[PASSAGE — start]

Over 90% of top European banks are experiencing ‘very strong’ growth in the demand for supply chain finance (SCF) solutions, with some reporting a doubling of volumes in the last two years. According to research by Demica, the financial markets crisis has been a significant driver for SCF as corporates and their banks sought to free up cash flow in the supply chain, while also reducing risk. European bankers also envisage further strong growth in SCF driven by awareness of, and demand for, SCF programmes among larger corporates.
SCF programmes enable large buyer organisations to extend their payment periods, while allowing their suppliers to be paid more quickly. Suppliers can take advantage of the credit ratings of their debtors to secure funding priced against the debtors’ credit profile, and are therefore able to obtain early payment services from the programme financier at highly advantageous rates of interest.
The Demica research report also shows that key attractions of SCF programmes are:
- Improved cash flow management.
- Reduced risk (especially of essential supplier failure) in the supply chain.
- Improved transparency of transactions between suppliers and buyers.
Some respondents reported that suppliers are saving 3-4 percentage points on their cost of borrowing by participating in SCF programmes.
Other findings from the report show European banks envisaging growth in the SCF market replacing the decline in letter of credit (LC) business. As a result, over 80% of top European banks are putting major marketing efforts behind their SCF offerings, with some finding that when SCF programmes are implemented with clients, these implementations also open the door for a raft of other financial products which the bank can provide.

[PASSAGE — finish]
[LISTED RECORDS — start]

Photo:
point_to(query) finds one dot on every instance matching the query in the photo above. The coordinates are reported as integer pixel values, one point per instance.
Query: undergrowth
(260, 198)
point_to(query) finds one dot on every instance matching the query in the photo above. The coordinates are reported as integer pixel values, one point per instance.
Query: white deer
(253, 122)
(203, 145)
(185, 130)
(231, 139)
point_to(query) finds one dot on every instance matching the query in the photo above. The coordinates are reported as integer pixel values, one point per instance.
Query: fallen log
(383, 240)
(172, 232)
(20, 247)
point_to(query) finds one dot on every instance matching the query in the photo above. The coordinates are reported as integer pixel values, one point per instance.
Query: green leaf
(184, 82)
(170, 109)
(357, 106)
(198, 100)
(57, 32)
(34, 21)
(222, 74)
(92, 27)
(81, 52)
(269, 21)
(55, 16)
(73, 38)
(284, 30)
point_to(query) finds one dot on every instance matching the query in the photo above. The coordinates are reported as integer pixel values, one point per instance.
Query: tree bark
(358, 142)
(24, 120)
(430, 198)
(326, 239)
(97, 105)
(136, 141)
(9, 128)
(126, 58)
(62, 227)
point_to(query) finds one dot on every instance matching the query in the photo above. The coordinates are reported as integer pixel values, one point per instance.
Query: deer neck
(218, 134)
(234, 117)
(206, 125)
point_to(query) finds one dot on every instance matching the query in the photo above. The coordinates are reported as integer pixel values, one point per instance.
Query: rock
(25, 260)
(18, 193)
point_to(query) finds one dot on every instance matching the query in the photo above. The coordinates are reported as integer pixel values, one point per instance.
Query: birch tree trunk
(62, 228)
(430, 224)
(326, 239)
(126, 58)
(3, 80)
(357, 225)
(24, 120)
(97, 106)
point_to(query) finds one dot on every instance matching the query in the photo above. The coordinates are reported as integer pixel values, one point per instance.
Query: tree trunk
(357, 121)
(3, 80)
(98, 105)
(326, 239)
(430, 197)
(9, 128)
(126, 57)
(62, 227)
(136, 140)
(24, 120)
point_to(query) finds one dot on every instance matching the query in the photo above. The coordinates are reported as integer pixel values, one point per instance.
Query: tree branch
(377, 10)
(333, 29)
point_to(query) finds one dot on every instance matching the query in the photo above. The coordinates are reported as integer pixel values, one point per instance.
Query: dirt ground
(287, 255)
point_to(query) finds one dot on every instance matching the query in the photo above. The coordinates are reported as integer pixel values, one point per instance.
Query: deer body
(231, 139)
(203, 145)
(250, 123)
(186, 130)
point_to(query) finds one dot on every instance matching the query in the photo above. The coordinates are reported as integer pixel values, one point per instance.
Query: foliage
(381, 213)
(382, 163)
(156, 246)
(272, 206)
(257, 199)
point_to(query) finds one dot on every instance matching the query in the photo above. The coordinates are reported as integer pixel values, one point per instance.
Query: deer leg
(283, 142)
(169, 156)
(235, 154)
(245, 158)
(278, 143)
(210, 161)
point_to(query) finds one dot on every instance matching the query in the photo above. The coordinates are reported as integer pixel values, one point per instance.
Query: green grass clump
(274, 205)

[LISTED RECORDS — finish]

EXERCISE:
In the text on supply chain finance, how much are some suppliers saving on their cost of borrowing by taking part in SCF programmes?

WRITTEN RESPONSE:
3-4 percentage points